-- BEGIN LISTED RECORDS --

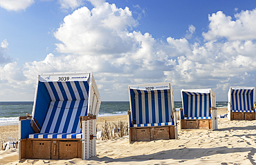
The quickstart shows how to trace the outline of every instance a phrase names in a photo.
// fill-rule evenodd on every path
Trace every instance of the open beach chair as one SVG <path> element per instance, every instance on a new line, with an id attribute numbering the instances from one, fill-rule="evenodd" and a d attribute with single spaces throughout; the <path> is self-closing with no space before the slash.
<path id="1" fill-rule="evenodd" d="M 181 99 L 181 130 L 218 128 L 216 95 L 212 89 L 183 89 Z"/>
<path id="2" fill-rule="evenodd" d="M 19 119 L 19 162 L 95 156 L 100 103 L 92 72 L 38 75 L 32 115 Z"/>
<path id="3" fill-rule="evenodd" d="M 129 142 L 177 139 L 171 82 L 128 86 Z"/>
<path id="4" fill-rule="evenodd" d="M 255 119 L 254 97 L 254 87 L 230 87 L 228 93 L 228 119 Z"/>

-- END LISTED RECORDS --

# [REQUIREMENTS]
Recast the material above as a Markdown table with the columns Row and Entry, giving each nonblank line its own numbered row. Leave the picture out of the table.

# [RESPONSE TO THIS TASK]
| Row | Entry |
|---|---|
| 1 | The quickstart shows how to trace the outline of every instance a phrase names in a photo. |
| 2 | // fill-rule evenodd on every path |
| 3 | Trace every instance of the open beach chair as one SVG <path> element per instance, every instance on a new line, with an id attribute numbering the instances from one, fill-rule="evenodd" and a d attribute with single spaces throughout; the <path> is self-closing with no space before the slash. |
| 4 | <path id="1" fill-rule="evenodd" d="M 181 99 L 181 130 L 218 128 L 216 95 L 212 89 L 183 89 Z"/> |
| 5 | <path id="2" fill-rule="evenodd" d="M 19 119 L 19 162 L 95 156 L 100 103 L 92 72 L 38 75 L 32 115 Z"/> |
| 6 | <path id="3" fill-rule="evenodd" d="M 129 142 L 177 139 L 171 82 L 128 86 Z"/> |
| 7 | <path id="4" fill-rule="evenodd" d="M 255 119 L 254 97 L 254 87 L 230 87 L 228 93 L 228 119 Z"/> |